WHAT YOU ARE ASKED TO DO:
Go over the material below and report every line that contains the word "board".

☆ ☆ ☆

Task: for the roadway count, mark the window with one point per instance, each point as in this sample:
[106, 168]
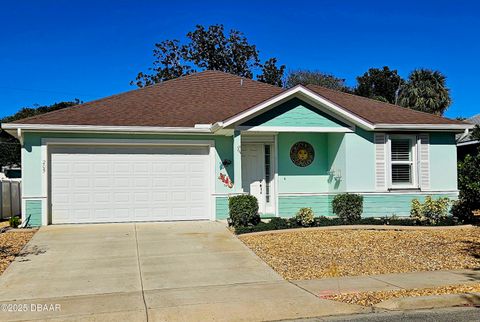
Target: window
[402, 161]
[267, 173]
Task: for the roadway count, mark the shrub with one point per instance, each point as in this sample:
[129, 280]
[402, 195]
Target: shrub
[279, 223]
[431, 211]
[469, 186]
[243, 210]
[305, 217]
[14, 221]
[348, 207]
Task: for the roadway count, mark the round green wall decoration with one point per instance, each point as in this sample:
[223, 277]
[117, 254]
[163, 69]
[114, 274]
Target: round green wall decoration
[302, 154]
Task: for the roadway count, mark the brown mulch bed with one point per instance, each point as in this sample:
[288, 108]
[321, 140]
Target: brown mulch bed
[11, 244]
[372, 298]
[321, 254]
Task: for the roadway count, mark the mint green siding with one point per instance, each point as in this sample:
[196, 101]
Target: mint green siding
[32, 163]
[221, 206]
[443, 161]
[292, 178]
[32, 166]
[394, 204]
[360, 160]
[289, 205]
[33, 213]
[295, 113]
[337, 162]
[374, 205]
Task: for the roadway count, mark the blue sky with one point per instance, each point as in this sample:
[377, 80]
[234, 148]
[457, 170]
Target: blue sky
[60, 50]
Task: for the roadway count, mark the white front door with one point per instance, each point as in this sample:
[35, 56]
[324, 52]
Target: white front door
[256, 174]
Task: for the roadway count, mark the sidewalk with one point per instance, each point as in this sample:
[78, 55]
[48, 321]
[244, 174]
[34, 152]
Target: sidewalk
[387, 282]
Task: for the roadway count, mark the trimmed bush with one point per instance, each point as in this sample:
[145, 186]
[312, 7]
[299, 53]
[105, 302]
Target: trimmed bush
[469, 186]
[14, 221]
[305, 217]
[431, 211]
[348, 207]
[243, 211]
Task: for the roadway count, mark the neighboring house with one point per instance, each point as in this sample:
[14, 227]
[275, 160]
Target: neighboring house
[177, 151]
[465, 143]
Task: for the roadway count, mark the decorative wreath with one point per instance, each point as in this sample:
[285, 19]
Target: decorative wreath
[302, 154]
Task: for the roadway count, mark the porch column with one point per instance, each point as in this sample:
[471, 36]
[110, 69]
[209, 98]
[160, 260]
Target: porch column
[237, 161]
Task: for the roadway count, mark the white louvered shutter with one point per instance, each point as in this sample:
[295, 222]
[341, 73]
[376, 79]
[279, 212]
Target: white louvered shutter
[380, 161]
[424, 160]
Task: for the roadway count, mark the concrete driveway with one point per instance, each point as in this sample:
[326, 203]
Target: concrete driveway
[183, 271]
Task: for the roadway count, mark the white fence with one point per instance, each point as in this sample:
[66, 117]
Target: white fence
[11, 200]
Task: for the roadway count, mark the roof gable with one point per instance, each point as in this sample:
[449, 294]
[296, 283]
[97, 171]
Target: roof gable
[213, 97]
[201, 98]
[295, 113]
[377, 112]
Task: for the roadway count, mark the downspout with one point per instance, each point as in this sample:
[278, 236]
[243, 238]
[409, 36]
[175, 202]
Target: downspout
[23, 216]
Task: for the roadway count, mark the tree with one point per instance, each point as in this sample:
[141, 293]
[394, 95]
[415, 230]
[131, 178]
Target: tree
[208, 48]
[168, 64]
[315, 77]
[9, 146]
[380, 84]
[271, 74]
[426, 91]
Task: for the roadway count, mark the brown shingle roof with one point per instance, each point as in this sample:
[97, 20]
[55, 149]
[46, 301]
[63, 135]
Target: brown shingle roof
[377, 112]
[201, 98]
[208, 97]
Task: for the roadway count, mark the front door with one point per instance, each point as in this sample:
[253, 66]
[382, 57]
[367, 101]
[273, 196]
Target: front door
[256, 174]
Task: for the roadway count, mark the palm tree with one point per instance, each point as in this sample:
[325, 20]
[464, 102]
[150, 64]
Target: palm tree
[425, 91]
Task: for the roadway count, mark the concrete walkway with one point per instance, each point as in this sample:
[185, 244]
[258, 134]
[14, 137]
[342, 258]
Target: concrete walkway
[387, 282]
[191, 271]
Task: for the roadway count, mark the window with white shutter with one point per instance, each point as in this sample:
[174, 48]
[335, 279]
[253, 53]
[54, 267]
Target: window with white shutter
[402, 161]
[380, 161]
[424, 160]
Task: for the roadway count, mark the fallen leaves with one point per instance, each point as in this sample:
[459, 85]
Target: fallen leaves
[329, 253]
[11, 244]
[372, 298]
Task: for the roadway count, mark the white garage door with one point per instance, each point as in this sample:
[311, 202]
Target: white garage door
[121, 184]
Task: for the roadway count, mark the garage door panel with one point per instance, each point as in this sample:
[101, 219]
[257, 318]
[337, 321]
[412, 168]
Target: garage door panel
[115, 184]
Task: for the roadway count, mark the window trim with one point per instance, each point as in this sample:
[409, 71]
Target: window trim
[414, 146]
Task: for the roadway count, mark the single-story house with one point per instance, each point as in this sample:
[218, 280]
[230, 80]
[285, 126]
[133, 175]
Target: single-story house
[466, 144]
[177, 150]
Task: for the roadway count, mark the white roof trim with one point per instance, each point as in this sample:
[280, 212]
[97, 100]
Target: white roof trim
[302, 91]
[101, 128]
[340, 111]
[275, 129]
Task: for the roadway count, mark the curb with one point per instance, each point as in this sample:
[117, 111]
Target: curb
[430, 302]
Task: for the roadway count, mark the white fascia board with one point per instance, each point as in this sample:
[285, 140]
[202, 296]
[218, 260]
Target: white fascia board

☆ ☆ ☆

OUTPUT FOR THIS TASK:
Task: for the roadway count, mark the white fascia board with one point per instance, each point as in this sample:
Target: white fascia board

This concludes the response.